Objective → Reproduce the rows below verbatim for the stretch from the line containing "Would you be able to indicate the car tire" through the end of the rows, and give only those lines.

BEGIN Data lines

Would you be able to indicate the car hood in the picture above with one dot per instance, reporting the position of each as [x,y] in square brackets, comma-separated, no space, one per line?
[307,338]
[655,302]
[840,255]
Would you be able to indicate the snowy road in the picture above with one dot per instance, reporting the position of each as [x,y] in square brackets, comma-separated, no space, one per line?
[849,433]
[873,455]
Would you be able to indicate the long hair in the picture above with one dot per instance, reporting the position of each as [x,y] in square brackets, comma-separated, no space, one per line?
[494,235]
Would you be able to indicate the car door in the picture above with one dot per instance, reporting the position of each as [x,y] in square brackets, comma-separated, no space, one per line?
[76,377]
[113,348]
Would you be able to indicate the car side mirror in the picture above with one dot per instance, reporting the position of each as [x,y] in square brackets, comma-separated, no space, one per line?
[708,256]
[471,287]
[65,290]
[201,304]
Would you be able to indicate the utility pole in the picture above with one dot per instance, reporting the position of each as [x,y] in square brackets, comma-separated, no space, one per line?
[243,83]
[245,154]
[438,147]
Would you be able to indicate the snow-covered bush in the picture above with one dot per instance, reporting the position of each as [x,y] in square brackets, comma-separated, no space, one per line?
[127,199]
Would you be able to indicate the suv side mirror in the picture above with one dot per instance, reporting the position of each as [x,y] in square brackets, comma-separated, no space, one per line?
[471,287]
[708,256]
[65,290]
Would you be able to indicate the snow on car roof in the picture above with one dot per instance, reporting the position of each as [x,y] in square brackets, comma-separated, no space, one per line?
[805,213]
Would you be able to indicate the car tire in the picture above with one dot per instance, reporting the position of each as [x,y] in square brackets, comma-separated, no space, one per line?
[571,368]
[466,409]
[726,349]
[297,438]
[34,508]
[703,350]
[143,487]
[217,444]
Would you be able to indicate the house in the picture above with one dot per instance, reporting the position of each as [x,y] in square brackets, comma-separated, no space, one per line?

END Data lines

Exercise output →
Would you be able to indicate the car tire in the picture above with one dot per instance, reporting the position of each as [x,y] in square brackets, comma-separated, no space, one per line?
[571,368]
[466,409]
[726,349]
[297,438]
[34,508]
[703,350]
[143,487]
[217,444]
Would you be able to indicate the house in the picture above with one dot per instance, reporting the position of each as [x,y] in square brackets, comma-separated, no space, one per line?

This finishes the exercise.